SHORT TASK A:
Render the part of the records that opens with the line containing "stack in this photo." and runs through the end of the records as a numbered list, leaving out any blank lines.

I just purchased the Series 3 Image from DVRUpgrade and went through the same frustrating problem and troubleshooting. I am extremly PC literate and know a lot more than the average person (I work with PC's, servers and OS' almost daily and I have 4 workstations and 2 laptops in my home running Windows and Linux). I realize they only charge $20 and one should only expect so much but I think the average person will struggle with this software unless the documentation is improved.

I have a relatively new (<12 months old) Intel motherboard with 6 SATA ports and I was using an SATA DVD-ROM drive. I could not get the CD to mount and struggled with it for over an hour. I finally put my drive into an external USB eclosure that supports an SATA drive and used a laptop to get where I needed to be. However, I felt this wasn't an acceptable solution and I knew it should work in a PC as advertised.

To make a long story short and hours of troubleshooting  it turns out you must use PATA and not SATA for the CD-ROM and hard drive even though they are both SATA interfaces. I tried changing my BIOS settings for the drive interface to legacy, IDE emulation, etc. and nothing worked when using the SATA option in InstantCake.

My hard drive was plugged into SATA Port-0 and my DVD-ROM was plugged into SATA Port-1. After troubleshooting with the "mount" command I finally got the DVD-ROM to mount as "hdc" as the device designation. After going through a similar set of steps for the hard drive, it mounted as "hda" and then everything finally worked as advertised.

I can't gaurantee that if you plug hard drive into SATA Port-0 and the DVD-ROM into SATA Port-1 on your motherboard that they will mount as PATA devices "hda" and "hdc" respectively but I can say with 100% certianly that an Intel (and most) motherboard(s) will require you to choose PATA and not SATA to identify these devices. You just may need to try a few of the "hdx" device options to get yours to mount.

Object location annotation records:

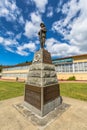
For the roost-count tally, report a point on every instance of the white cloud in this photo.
(50, 11)
(60, 49)
(58, 9)
(26, 48)
(1, 40)
(32, 27)
(40, 4)
(10, 11)
(73, 27)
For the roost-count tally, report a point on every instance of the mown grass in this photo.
(11, 89)
(74, 90)
(15, 89)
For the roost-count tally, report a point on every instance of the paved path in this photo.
(75, 118)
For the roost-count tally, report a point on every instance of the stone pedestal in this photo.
(42, 92)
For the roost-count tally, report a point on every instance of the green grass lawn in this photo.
(15, 89)
(11, 89)
(74, 90)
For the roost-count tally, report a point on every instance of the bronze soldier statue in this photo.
(42, 35)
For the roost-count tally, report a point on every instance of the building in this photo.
(16, 72)
(71, 66)
(65, 67)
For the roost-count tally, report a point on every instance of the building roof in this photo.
(21, 64)
(69, 57)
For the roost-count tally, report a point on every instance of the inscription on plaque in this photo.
(33, 96)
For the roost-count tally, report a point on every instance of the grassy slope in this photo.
(10, 89)
(74, 90)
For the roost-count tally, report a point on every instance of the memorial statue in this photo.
(42, 35)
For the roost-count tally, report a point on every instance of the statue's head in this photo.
(42, 25)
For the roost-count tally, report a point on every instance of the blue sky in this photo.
(65, 20)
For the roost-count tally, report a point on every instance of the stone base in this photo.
(46, 108)
(42, 100)
(38, 120)
(42, 92)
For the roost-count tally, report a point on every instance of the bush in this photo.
(72, 78)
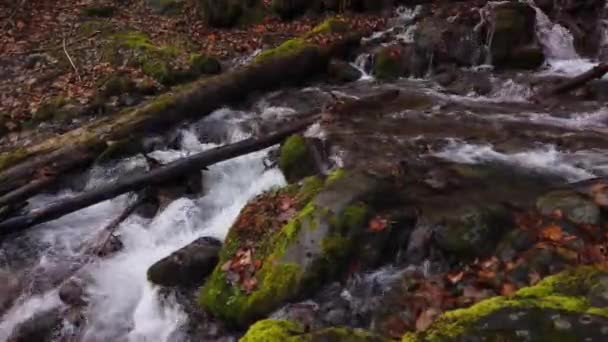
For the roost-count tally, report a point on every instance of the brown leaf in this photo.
(426, 318)
(508, 289)
(378, 224)
(455, 277)
(552, 232)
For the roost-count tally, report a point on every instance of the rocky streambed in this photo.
(453, 206)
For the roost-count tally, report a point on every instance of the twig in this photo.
(65, 50)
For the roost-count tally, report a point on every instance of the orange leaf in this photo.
(378, 224)
(552, 232)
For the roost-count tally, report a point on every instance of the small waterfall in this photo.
(364, 63)
(556, 40)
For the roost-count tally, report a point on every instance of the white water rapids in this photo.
(124, 305)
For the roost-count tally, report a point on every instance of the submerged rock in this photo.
(296, 159)
(473, 232)
(72, 293)
(188, 266)
(272, 257)
(283, 330)
(38, 328)
(513, 43)
(341, 71)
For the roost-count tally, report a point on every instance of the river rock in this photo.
(188, 266)
(558, 307)
(342, 72)
(38, 328)
(319, 232)
(571, 205)
(284, 330)
(297, 158)
(9, 289)
(289, 9)
(473, 231)
(514, 43)
(72, 293)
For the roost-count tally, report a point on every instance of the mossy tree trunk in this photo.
(80, 147)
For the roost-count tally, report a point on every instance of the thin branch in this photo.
(65, 50)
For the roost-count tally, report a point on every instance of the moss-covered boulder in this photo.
(290, 331)
(571, 205)
(296, 160)
(559, 308)
(288, 9)
(290, 242)
(514, 39)
(472, 231)
(99, 10)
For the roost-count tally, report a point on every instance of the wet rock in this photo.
(440, 41)
(343, 72)
(204, 65)
(10, 286)
(571, 205)
(554, 307)
(188, 266)
(72, 293)
(221, 13)
(289, 9)
(514, 40)
(39, 328)
(316, 241)
(276, 330)
(165, 6)
(473, 231)
(392, 62)
(297, 159)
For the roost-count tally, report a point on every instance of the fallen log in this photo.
(19, 168)
(596, 72)
(153, 177)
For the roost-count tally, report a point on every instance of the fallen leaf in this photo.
(426, 318)
(378, 224)
(552, 232)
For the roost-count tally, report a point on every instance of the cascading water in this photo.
(124, 306)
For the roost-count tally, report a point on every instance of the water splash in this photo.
(124, 306)
(544, 159)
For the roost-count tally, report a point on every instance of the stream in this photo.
(124, 306)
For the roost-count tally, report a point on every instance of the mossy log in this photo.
(80, 147)
(156, 176)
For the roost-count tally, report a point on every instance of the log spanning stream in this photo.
(124, 306)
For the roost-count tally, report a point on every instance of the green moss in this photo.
(353, 217)
(334, 176)
(272, 330)
(330, 25)
(387, 65)
(289, 47)
(119, 149)
(295, 161)
(560, 292)
(204, 65)
(276, 280)
(8, 159)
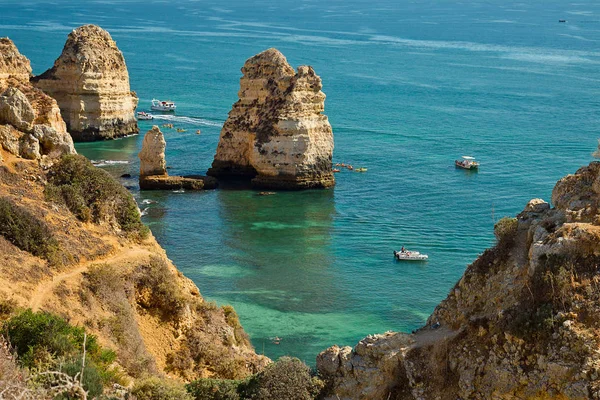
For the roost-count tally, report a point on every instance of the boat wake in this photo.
(186, 120)
(104, 163)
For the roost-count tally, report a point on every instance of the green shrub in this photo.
(157, 289)
(159, 389)
(26, 231)
(506, 229)
(214, 389)
(29, 332)
(288, 378)
(92, 194)
(44, 341)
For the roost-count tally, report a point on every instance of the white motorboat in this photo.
(467, 162)
(144, 115)
(163, 105)
(408, 255)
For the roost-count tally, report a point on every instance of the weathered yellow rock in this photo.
(276, 132)
(30, 122)
(153, 167)
(12, 63)
(90, 82)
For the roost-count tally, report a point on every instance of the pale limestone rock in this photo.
(13, 65)
(30, 122)
(90, 82)
(517, 325)
(152, 156)
(276, 132)
(16, 110)
(153, 167)
(9, 138)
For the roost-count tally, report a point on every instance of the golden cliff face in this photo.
(30, 122)
(90, 82)
(119, 286)
(12, 63)
(522, 323)
(276, 132)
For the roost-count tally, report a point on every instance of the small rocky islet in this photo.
(522, 322)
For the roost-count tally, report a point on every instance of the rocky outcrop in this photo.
(30, 122)
(276, 133)
(153, 167)
(522, 323)
(13, 65)
(90, 82)
(152, 156)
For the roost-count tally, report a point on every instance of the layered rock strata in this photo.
(90, 82)
(153, 167)
(276, 133)
(30, 122)
(522, 323)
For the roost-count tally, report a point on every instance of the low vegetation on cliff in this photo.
(26, 231)
(93, 195)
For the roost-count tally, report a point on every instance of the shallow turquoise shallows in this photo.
(411, 86)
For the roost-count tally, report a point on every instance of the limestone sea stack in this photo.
(153, 167)
(90, 82)
(276, 133)
(30, 122)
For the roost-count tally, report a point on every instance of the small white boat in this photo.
(408, 255)
(163, 105)
(467, 162)
(144, 115)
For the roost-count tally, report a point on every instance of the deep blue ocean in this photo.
(410, 85)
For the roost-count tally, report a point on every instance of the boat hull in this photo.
(410, 256)
(459, 164)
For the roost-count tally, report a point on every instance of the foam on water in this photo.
(186, 120)
(104, 163)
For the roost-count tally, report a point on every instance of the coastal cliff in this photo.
(276, 133)
(30, 122)
(522, 322)
(90, 82)
(72, 244)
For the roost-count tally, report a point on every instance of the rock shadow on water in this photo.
(285, 240)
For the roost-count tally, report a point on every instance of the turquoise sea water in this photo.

SHORT TASK B:
In the forum post, what device designation did the DVD-ROM drive finally mount as?

RESULT A:
1. For the roost-count tally, report a point on every instance of the limestone sea stack in this photo.
2. (153, 167)
3. (90, 82)
4. (276, 133)
5. (30, 122)
6. For the roost-count tally, report a point on every instance of the small white boat in this photo.
7. (408, 255)
8. (163, 105)
9. (467, 162)
10. (144, 115)
11. For the roost-count tally, report a point on every instance of the deep blue ocean in this photo.
12. (410, 85)
13. For the roost-count tally, report a point on every instance of the boat hull in this photo.
14. (410, 256)
15. (459, 164)
16. For the roost-count tally, report a point on every instance of the foam on water in this photo.
17. (186, 120)
18. (104, 163)
19. For the roost-count tally, report a point on every instance of the coastal cliff in this photo.
20. (276, 133)
21. (30, 122)
22. (522, 322)
23. (90, 82)
24. (72, 244)
25. For the roost-count tally, report a point on every instance of the rock shadow on water in this photo.
26. (285, 240)
27. For the roost-count tally, report a point on every instance of the turquoise sea water in this photo.

RESULT B:
"hdc"